_Passage provided_
-- -- --
Alumni Profiles

Medicine Men
The call of the wild lures two UNH alums to the remote Yukon Delta in Alaska


SNOW JOB: Dan Hartman '88, center, Matt Greenberg '97, right, and co-worker Shannon Day, a Yup'ik Eskimo, outside their health center in Bethel, Alaska.

Matt Greenberg '97 doesn't like seal meat. "It's as if someone took a piece of liver and painted it black," he says. His colleague, Dan Hartman '88, a former marine biologist, isn't crazy about it either.

But both men and their wives love wild salmon. That's fortunate, since salmon—along with seal, caribou, moose and berries—is a mainstay of the diet of the Yup'ik Indians of southwestern Alaska, where Greenberg and Hartman live and work as doctors.
-- -- --
_Provided records_
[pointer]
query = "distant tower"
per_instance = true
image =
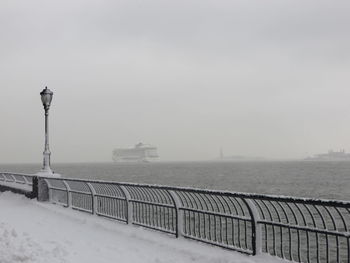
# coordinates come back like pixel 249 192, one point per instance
-- -- --
_Activity_
Using the alumni profile of two doctors in Alaska, decide whether each statement agrees with it, answering yes or no and quoting the deciding words: (a) Dan Hartman once worked as a marine biologist. (b) Matt Greenberg enjoys seal meat. (c) Greenberg and Hartman work as doctors. The lines after the alumni profile are separate material and have no connection to it.

_Output for this exercise_
(a) Yes: "a former marine biologist"
(b) No: "Matt Greenberg '97 doesn't like seal meat."
(c) Yes: "where Greenberg and Hartman live and work as doctors"